**Quoted passage:**
● ● ● ● ●

442-446: ⚠️ Potential issue | 🟠 Major

Don't unconditionally claim shape metadata is valid.

_insert_fused_gemm() and _insert_fused_quant_gemm() only populate meta["val"] when the original linear node already had it. If a mixed-children fusion runs without that metadata, the new torch.narrow / contiguous nodes are still shape-less, but has_valid_shapes=True suppresses the fallback shape-prop pass and leaves downstream shape-based transforms with incomplete metadata.

🤖 Prompt for AI Agents
Verify each finding against the current code and only fix it if needed.

In `@tensorrt_llm/_torch/auto_deploy/transform/library/fusion.py` around lines 442
- 446, The TransformInfo currently sets has_valid_shapes=True unconditionally
which hides missing shape metadata created by _insert_fused_gemm() and
_insert_fused_quant_gemm(); change the code that builds the TransformInfo so
has_valid_shapes is computed (not hard-coded) by inspecting the fused outputs'
metadata (e.g., check meta.get("val") presence on the newly created nodes such
as the torch.narrow/contiguous results or verify that the original linear nodes
provided shape meta) and set has_valid_shapes=False if any fused node lacks
meta["val"] so the fallback shape-prop pass can run; use the same symbol names
(_insert_fused_gemm, _insert_fused_quant_gemm, TransformInfo, torch.narrow,
contiguous) to locate where to compute this flag.
🤖 Prompt for all review comments with AI agents
Verify each finding against the current code and only fix it if needed.

Inline comments:
In `@examples/auto_deploy/model_registry/configs/deepseek-r1.yaml`:
- Around line 35-37: The example config re-enables the piecewise CUDA-graph
splitting; change the compile_model setting so piecewise_enabled is false to
match the rollback and keep the regressing path disabled, leaving
piecewise_num_tokens intact for future use (update the compile_model:
piecewise_enabled value only).

In `@tensorrt_llm/_torch/auto_deploy/transform/library/quantization.py`:
- Around line 46-53: The imported FP8 helpers resmooth_to_fp8_e8m0 and
transform_sf_into_required_layout may be None; update the SM100f post-load hook
(the function that currently calls these helpers unconditionally) to check for
their presence before invoking them and either skip the FP8 conversion path or
raise a clear, descriptive error; apply the same None-guarding pattern to the
other occurrence around lines 934-946 so both call sites test "if
resmooth_to_fp8_e8m0 is not None and transform_sf_into_required_layout is not
None" (or handle each helper individually) and log or fallback appropriately
instead of calling a NoneType.

● ● ● ● ●

**Data for analysis:**
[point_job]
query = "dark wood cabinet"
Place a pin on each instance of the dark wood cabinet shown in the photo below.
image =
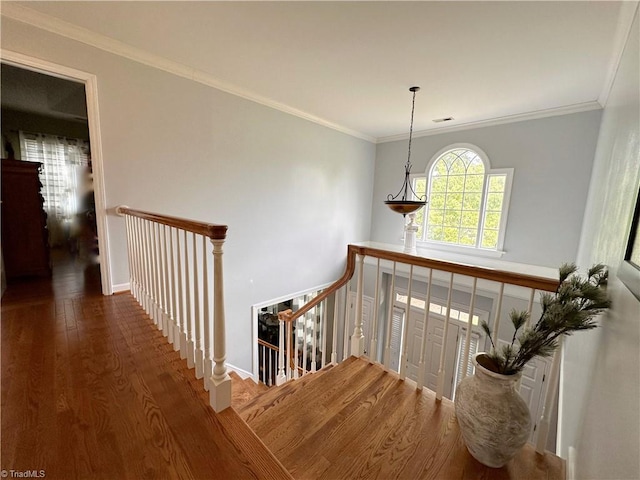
(25, 240)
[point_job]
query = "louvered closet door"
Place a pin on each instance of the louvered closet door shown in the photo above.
(473, 349)
(396, 337)
(435, 334)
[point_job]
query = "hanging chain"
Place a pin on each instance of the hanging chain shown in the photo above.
(413, 107)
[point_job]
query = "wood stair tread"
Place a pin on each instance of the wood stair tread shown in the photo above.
(321, 427)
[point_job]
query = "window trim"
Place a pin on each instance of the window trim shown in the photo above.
(467, 249)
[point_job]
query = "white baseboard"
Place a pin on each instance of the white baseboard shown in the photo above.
(571, 464)
(243, 373)
(121, 287)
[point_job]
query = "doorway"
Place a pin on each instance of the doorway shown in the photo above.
(51, 110)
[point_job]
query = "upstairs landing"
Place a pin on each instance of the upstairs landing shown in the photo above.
(355, 420)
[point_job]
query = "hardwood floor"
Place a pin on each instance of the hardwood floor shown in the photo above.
(357, 421)
(91, 389)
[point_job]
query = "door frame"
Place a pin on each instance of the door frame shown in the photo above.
(90, 82)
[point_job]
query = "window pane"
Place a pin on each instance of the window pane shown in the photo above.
(454, 201)
(451, 235)
(438, 185)
(489, 239)
(436, 200)
(470, 219)
(435, 233)
(451, 218)
(468, 236)
(477, 168)
(436, 217)
(456, 183)
(494, 201)
(497, 183)
(474, 183)
(458, 168)
(492, 220)
(420, 186)
(472, 201)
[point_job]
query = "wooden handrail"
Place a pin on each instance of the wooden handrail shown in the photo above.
(288, 316)
(211, 230)
(500, 276)
(486, 273)
(270, 346)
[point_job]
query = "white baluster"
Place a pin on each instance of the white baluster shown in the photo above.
(182, 327)
(552, 389)
(295, 347)
(206, 317)
(323, 334)
(157, 306)
(422, 366)
(220, 384)
(167, 331)
(357, 339)
(288, 352)
(467, 341)
(405, 329)
(196, 316)
(147, 266)
(530, 306)
(496, 321)
(138, 260)
(526, 325)
(305, 323)
(191, 351)
(127, 225)
(442, 368)
(347, 321)
(373, 349)
(389, 323)
(150, 269)
(162, 314)
(175, 312)
(262, 360)
(282, 376)
(334, 330)
(314, 333)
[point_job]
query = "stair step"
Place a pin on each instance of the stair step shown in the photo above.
(357, 420)
(274, 395)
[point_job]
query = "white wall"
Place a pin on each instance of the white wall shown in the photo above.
(552, 158)
(600, 389)
(293, 193)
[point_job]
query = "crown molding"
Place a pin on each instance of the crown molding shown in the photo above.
(520, 117)
(628, 11)
(54, 25)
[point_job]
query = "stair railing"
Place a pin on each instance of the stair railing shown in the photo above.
(389, 340)
(170, 277)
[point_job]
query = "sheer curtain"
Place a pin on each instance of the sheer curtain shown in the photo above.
(64, 178)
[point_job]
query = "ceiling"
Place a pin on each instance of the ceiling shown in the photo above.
(350, 64)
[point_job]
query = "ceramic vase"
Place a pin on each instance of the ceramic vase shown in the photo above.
(494, 420)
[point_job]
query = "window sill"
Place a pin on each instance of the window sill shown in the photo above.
(460, 250)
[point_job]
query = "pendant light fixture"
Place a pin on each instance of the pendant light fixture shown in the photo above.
(404, 204)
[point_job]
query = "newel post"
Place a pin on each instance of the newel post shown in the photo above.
(220, 383)
(357, 339)
(283, 317)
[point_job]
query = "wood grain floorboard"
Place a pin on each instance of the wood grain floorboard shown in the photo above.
(91, 389)
(357, 421)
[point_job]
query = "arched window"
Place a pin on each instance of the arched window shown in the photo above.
(467, 201)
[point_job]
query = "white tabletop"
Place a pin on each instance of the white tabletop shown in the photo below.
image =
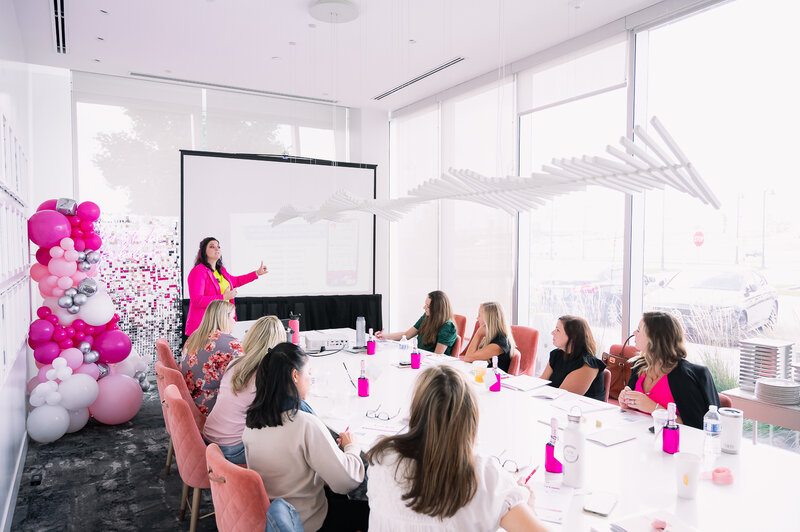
(762, 497)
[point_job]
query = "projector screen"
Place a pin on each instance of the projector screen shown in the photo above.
(233, 197)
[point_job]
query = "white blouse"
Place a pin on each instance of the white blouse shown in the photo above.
(497, 493)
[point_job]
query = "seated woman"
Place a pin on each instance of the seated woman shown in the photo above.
(430, 477)
(237, 390)
(663, 375)
(435, 329)
(573, 365)
(493, 337)
(207, 353)
(293, 451)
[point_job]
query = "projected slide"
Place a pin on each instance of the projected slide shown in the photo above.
(303, 259)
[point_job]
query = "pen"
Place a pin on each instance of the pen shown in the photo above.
(535, 469)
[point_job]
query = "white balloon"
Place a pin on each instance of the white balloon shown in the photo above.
(98, 310)
(77, 419)
(79, 391)
(48, 423)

● ● ● ● ●

**Exercise description:**
Give every file path that the code review comment above names.

**Exercise output:**
tensorrt_llm/_torch/auto_deploy/transform/library/fusion.py
examples/auto_deploy/model_registry/configs/deepseek-r1.yaml
tensorrt_llm/_torch/auto_deploy/transform/library/quantization.py